Problem requirements →
Rewrite all the items below, changing "integer pixel values" to "whole-number pixel coordinates" wherever it occurs and keeping everything else identical.

Records shown →
** begin **

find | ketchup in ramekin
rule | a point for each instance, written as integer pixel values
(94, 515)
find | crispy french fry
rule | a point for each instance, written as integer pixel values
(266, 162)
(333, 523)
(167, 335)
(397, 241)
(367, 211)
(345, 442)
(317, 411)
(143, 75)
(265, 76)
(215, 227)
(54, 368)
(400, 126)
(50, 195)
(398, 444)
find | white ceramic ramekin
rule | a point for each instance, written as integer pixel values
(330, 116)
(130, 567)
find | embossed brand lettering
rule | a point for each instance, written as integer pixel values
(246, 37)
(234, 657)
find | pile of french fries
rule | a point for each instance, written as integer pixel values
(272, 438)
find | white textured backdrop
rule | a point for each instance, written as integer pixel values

** end **

Written answer →
find | ketchup in ramekin
rule | a point for each instance, written as whole-number pixel coordinates
(94, 515)
find | crispy french fry
rule | a point for each instance, written as whole-number pixel coordinates
(266, 162)
(333, 523)
(167, 335)
(397, 241)
(367, 211)
(345, 442)
(317, 411)
(143, 75)
(265, 76)
(215, 227)
(54, 368)
(400, 126)
(50, 195)
(398, 444)
find | white ceramic ramekin
rule | a point for each instance, written as whole-number pixel coordinates
(330, 116)
(130, 567)
find | embossed brand lettering
rule | a point for each instance, written as whole-number pixel coordinates
(246, 37)
(234, 657)
find | pile of french fries
rule | a point for each instance, written as whole-number pixel coordinates
(272, 438)
find | white textured backdrop
rule | a point for each instance, written as whole-number pixel coordinates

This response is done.